→ What is expected: To complete the exercise, write out all the data exactly.

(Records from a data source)
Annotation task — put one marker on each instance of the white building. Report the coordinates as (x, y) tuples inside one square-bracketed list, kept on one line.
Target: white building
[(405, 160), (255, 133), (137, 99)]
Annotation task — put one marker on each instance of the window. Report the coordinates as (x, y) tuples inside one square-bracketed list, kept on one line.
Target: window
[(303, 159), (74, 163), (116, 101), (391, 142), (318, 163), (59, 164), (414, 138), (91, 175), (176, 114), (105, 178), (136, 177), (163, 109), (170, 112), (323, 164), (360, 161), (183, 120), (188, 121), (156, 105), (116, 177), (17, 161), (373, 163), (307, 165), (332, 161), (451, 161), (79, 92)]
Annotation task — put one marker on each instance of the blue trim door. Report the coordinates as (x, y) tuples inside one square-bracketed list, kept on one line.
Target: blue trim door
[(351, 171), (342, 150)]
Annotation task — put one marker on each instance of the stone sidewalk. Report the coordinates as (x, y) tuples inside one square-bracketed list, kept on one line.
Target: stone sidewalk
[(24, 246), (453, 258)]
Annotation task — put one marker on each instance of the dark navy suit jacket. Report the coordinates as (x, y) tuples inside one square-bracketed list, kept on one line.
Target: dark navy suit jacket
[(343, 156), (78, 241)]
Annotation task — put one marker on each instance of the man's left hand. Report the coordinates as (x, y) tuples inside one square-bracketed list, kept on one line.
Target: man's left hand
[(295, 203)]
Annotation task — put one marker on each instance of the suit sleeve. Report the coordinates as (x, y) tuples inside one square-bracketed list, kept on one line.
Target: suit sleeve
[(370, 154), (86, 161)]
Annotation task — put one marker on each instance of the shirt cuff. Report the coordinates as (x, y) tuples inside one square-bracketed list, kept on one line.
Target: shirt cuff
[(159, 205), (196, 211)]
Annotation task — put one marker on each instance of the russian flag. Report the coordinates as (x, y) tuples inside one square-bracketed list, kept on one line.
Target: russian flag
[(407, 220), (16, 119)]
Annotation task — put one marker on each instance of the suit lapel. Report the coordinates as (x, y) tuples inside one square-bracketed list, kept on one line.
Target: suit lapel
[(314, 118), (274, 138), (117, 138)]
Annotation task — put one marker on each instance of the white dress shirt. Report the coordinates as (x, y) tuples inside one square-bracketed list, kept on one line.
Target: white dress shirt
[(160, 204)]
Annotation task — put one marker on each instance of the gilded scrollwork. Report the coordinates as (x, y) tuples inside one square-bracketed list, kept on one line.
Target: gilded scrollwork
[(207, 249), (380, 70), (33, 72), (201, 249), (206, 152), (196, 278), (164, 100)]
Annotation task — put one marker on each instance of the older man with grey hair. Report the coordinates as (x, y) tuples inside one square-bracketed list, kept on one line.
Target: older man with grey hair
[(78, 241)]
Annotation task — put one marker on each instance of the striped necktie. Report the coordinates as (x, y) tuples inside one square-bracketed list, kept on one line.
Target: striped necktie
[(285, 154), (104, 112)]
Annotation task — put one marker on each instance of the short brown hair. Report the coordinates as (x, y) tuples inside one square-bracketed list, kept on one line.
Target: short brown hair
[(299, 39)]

→ Written answer:
Annotation task — put one marker on each instance of the white building. Report the coordinates as (x, y) tuples inside one square-bracketed list, kept on one line.
Target: white building
[(405, 160), (255, 133), (137, 99)]
Annotation task — put one marker on each instance of the window. Report the coordinates as (x, y) tuples inside one square-bracketed list, kept on one line.
Target: window
[(303, 159), (74, 163), (116, 101), (391, 142), (318, 163), (59, 164), (414, 138), (91, 175), (176, 114), (105, 178), (136, 177), (163, 109), (170, 112), (323, 164), (360, 161), (183, 120), (188, 121), (156, 105), (116, 177), (17, 161), (373, 163), (307, 165), (332, 161), (451, 161), (79, 92)]
Annotation task — put one marker on each instance of the blue trim door. Report the coordinates as (x, y) tuples inside one square-bracketed list, kept on one line.
Target: blue trim door
[(351, 171), (342, 150)]
Annotation task — put one marker on each instance of the stone sidewalk. Report the coordinates as (x, y) tuples inside one square-bracketed list, kept on one line.
Target: stone sidewalk
[(24, 246), (453, 258)]
Annotation task — put one marker on each instance of the dark navy suit jacket. Report the coordinates as (x, y) tuples inside one square-bracketed list, kept on one line.
Target: dark navy suit jacket
[(343, 156), (78, 241)]
Annotation task — put one marker on each instance of the man's left hand. Report the coordinates as (x, y) tuples inside one square-bracketed list, kept on one line.
Target: man's left hand
[(295, 203)]
Annotation task — put one marker on each instance of the suit sleeve. Report the coordinates as (x, y) tuples inside one square-bracketed list, kept on one line.
Target: suit sleeve
[(370, 154), (86, 161)]
Annotation task — put one marker on each instance of the shirt cuff. Report the coordinates as (x, y) tuples inside one square-bracketed list, kept on one line.
Target: shirt cuff
[(159, 205), (196, 211)]
Annotation task — put one marker on each instance of the russian flag. Report the coordinates as (x, y) tuples inside one square-bracketed list, kept on one line.
Target: russian flag
[(407, 220), (16, 119)]
Annotation task — put one marker on each instance of the suit lapel. Report the coordinates as (x, y) tuples inside one square-bracketed list, kept on one line.
Target: suit lapel
[(314, 118), (274, 138), (117, 138)]
Annotation task — put one marker on each instance of the white dress shirt. Report the coordinates as (x, y) tuples inside one square-bracketed list, kept on one line.
Target: white dress shirt
[(160, 204)]
Annotation task — put one marker on each instance of the gilded scrollwork. Report the coordinates as (x, y) tuples inside one square-bracketed list, kept on one line.
Target: gilded scrollwork
[(207, 249), (380, 70), (33, 72), (201, 249), (206, 152), (196, 278), (164, 100)]
Annotation task — put one marker on each instance of the older man with grey hair. Report the coordinates as (x, y) tuples inside one square-bracketed list, kept on one line.
Target: older man with grey hair
[(78, 241)]
Annotation task — put one marker on each instance of the striped necktie. Report the coordinates as (x, y) tuples inside one square-bracketed list, kept on one line.
Target: striped necktie
[(285, 154), (104, 112)]
Annotation task — put one marker on each instance of the short brown hair. Report the coordinates as (x, y) tuples inside one square-bracketed list, kept on one line.
Target: short brown hair
[(299, 39)]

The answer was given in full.